Exercise directions:
Extract each of the items below word for word, keeping every line unchanged.

Provided data:
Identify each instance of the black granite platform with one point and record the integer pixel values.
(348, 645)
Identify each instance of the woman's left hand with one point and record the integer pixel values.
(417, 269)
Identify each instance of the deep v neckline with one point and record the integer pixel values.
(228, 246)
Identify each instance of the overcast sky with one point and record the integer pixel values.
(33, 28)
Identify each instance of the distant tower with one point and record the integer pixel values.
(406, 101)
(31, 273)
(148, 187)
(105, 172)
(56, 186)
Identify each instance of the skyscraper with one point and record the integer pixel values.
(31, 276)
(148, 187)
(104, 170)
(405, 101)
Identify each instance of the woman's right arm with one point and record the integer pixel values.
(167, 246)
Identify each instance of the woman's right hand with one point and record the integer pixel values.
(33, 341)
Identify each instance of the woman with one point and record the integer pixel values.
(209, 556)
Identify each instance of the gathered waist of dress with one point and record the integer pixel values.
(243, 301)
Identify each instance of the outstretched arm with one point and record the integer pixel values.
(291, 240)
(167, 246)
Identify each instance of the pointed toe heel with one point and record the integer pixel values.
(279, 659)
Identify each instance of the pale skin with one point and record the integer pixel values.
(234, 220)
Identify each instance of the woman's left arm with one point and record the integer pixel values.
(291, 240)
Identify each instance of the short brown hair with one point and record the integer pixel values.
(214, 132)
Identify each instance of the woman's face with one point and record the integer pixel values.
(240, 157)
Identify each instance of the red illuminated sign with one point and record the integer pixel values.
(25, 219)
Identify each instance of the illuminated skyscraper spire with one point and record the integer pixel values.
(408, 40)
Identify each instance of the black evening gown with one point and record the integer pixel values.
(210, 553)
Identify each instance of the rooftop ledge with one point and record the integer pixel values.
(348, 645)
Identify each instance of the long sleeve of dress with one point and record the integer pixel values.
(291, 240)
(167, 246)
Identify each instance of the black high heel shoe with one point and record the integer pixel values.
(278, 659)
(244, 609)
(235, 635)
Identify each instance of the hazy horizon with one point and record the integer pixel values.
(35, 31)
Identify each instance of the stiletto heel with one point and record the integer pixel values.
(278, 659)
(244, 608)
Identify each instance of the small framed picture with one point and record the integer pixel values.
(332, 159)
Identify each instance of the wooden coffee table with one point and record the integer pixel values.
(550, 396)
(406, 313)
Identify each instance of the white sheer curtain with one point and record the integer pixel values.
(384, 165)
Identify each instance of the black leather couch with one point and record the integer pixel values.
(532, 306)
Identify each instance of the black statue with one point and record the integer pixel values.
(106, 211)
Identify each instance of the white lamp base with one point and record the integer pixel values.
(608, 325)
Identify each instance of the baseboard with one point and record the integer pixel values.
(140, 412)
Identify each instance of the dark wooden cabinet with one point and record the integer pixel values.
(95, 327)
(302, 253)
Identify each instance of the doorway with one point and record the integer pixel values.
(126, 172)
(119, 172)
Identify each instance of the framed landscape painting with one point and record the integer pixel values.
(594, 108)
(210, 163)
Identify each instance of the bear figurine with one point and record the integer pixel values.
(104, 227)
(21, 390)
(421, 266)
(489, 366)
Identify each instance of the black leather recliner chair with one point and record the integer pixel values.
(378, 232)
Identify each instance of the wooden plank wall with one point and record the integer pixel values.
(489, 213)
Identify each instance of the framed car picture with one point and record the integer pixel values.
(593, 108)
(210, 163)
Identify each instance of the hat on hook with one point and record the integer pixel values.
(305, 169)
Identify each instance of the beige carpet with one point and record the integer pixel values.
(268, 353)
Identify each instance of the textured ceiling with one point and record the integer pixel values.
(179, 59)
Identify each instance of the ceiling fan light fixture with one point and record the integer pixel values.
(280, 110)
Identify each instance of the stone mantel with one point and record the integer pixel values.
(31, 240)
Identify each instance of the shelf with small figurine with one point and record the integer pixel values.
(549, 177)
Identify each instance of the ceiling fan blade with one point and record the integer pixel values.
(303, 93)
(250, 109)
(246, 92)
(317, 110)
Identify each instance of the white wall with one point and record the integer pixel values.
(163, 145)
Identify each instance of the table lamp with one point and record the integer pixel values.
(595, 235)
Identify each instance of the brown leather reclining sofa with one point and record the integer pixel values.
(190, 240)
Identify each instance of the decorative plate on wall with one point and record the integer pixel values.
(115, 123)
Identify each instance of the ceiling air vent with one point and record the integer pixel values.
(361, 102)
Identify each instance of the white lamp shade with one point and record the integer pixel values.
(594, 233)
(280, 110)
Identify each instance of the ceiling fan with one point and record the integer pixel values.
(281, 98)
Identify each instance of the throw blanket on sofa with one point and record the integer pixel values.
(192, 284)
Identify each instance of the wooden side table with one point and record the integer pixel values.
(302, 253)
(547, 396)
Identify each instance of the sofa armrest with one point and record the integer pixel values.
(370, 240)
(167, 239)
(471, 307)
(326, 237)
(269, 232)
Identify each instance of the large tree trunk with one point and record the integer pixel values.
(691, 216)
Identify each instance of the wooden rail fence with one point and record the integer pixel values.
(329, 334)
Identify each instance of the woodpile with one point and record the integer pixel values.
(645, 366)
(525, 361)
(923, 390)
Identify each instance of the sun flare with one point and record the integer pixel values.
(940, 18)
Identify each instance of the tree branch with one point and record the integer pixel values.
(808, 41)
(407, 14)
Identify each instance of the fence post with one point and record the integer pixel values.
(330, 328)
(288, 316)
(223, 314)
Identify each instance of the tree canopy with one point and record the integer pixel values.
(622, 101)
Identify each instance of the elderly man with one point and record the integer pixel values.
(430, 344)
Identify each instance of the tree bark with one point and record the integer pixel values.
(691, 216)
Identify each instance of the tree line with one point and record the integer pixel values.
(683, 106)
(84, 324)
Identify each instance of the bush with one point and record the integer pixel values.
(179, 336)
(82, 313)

Solved exercise:
Identify each instance of the black granite platform with one point and record the integer pixel values.
(348, 645)
Identify each instance of the woman's left hand with one point and record the integer pixel values.
(417, 269)
Identify each instance of the deep v neckline with one point and record the integer pixel values.
(228, 246)
Identify each instance of the overcast sky with one point and record the integer pixel values.
(33, 28)
Identify each instance of the distant tower with one point and record the integer pixel values.
(406, 101)
(31, 273)
(148, 187)
(105, 172)
(56, 186)
Identify each instance of the skyscraper with one point and record the integer pixel values.
(31, 276)
(148, 187)
(104, 170)
(405, 101)
Identify each instance of the woman's right arm with one point and record the integer pixel values.
(167, 246)
Identify each instance of the woman's right hand with one point and record the integer pixel values.
(33, 341)
Identify each instance of the woman with one point and record the integer pixel values.
(209, 556)
Identify each instance of the gathered waist of dress with one point and record the integer pixel values.
(243, 301)
Identify each instance of the outstretched arm with one point and record the integer pixel values.
(291, 240)
(167, 246)
Identify each instance of the pointed toe heel with one point and record the integer pixel values.
(279, 659)
Identify each instance of the pale skin with one point and record the integer pixel values.
(234, 220)
Identify each instance of the woman's left arm with one point and record the integer pixel values.
(291, 240)
Identify each instance of the short brown hair with one point and record the integer pixel values.
(214, 132)
Identify each instance of the woman's face with one point and record the integer pixel values.
(240, 157)
Identify each instance of the red illuminated sign with one point and record the integer pixel values.
(25, 219)
Identify each instance of the illuminated skyscraper spire with one point and record the integer pixel values.
(408, 40)
Identify each instance of the black evening gown with one point and record the integer pixel values.
(210, 553)
Identify each instance of the rooftop ledge with one point and record the integer pixel values.
(348, 645)
Identify each instance of the long sleeve of dress with one point and record the integer pixel values.
(291, 240)
(167, 246)
Identify each instance of the black high heel shoe with one point and record the integer pixel values.
(278, 659)
(244, 609)
(235, 635)
Identify each instance of the hazy horizon with one point and record the integer pixel values.
(35, 31)
Identify each instance of the stiletto heel with one point and record the integer pixel values.
(278, 659)
(244, 608)
Identify each instance of the small framed picture with one point and record the integer pixel values.
(332, 159)
Identify each instance of the wooden coffee table with one point and record the integer pixel values.
(550, 396)
(406, 313)
Identify each instance of the white sheer curtain with one point and record the integer pixel values.
(384, 165)
Identify each instance of the black leather couch with one point and record the integer pixel values.
(532, 306)
Identify each instance of the black statue with one point and record the integer pixel values.
(106, 211)
Identify each instance of the white lamp base with one point and record the integer pixel values.
(608, 325)
Identify each instance of the baseboard with one point and record the integer pixel values.
(140, 412)
Identify each instance of the dark wooden cabinet with one point and record the integer pixel values.
(95, 327)
(302, 253)
Identify each instance of the doorway with one point and record the integer pixel values.
(126, 172)
(119, 172)
Identify each instance of the framed landscape painting with one point and record the integer pixel values.
(594, 108)
(210, 163)
Identify each instance of the bear figurine with one point and record the integer pixel values.
(104, 227)
(21, 390)
(421, 266)
(489, 366)
Identify each instance of the black leather recliner chair with one point and record the integer pixel values.
(378, 232)
Identify each instance of the wooden plank wall with one point and record the integer pixel values.
(489, 213)
Identify each instance of the framed car picture with one point and record the integer pixel values.
(593, 108)
(210, 163)
Identify each instance of the hat on hook with one point and record the integer pixel values.
(305, 169)
Identify each instance of the beige carpet with one point and record the integer pixel values.
(268, 353)
Identify each instance of the textured ceiling with one point and record the integer pixel values.
(179, 59)
Identify each instance of the ceiling fan light fixture with one point and record the integer pixel values.
(280, 110)
Identify each instance of the stone mantel with one point and record the integer pixel values.
(31, 240)
Identify each instance of the shelf with small figurine with one point and record the integer pixel values.
(549, 177)
Identify each instance of the ceiling fan blade with one point and record the integer pixel values.
(303, 93)
(250, 109)
(246, 92)
(317, 110)
Identify each instance of the white wall with one point and record the integer pixel values.
(163, 145)
Identify each instance of the table lamp with one point and record the integer pixel values.
(595, 235)
Identify each instance of the brown leather reclining sofa with one point and record the integer pixel values.
(190, 240)
Identify each instance of the decorative plate on wall with one point and record the integer pixel values.
(115, 123)
Identify each instance of the ceiling air vent with one point and record the integer pixel values.
(361, 102)
Identify each instance of the white lamp shade with one point and record the integer pixel values.
(594, 233)
(280, 110)
Identify each instance of the ceiling fan with one point and record the integer pixel values.
(281, 98)
Identify each instance of the throw blanket on sofa with one point and record the integer pixel values.
(192, 284)
Identify each instance of the wooden side table with one point and record the integer pixel values.
(302, 253)
(547, 396)
Identify each instance of the sofa armrest with one point and record the integer pixel values.
(370, 240)
(167, 239)
(471, 307)
(326, 237)
(269, 232)
Identify each instance of the large tree trunk with one point and record the integer pixel values.
(691, 216)
Identify each instance of the wooden rail fence with one point and record the integer pixel values.
(329, 334)
Identify each instance of the woodpile with one point and record the integer pixel values.
(645, 366)
(525, 361)
(923, 390)
Identify each instance of the sun flare with one point and record the integer pixel values.
(940, 18)
Identify each instance of the tree branch with one point and record the integer pixel values.
(808, 41)
(407, 14)
Identify each instance of the fence post with one point and record the integer pixel values.
(330, 328)
(288, 316)
(223, 314)
Identify each instance of the tree canopy with one point and record the integer pixel values.
(622, 101)
Identify each instance of the elderly man with one point and record the integer pixel values.
(430, 344)
Identify each instance of the tree bark with one point and record the integer pixel values.
(691, 216)
Identify each instance of the tree line with one point and record the integer pixel values.
(683, 106)
(84, 324)
Identify each instance of the bush with one point and record the integer pixel values.
(179, 336)
(82, 313)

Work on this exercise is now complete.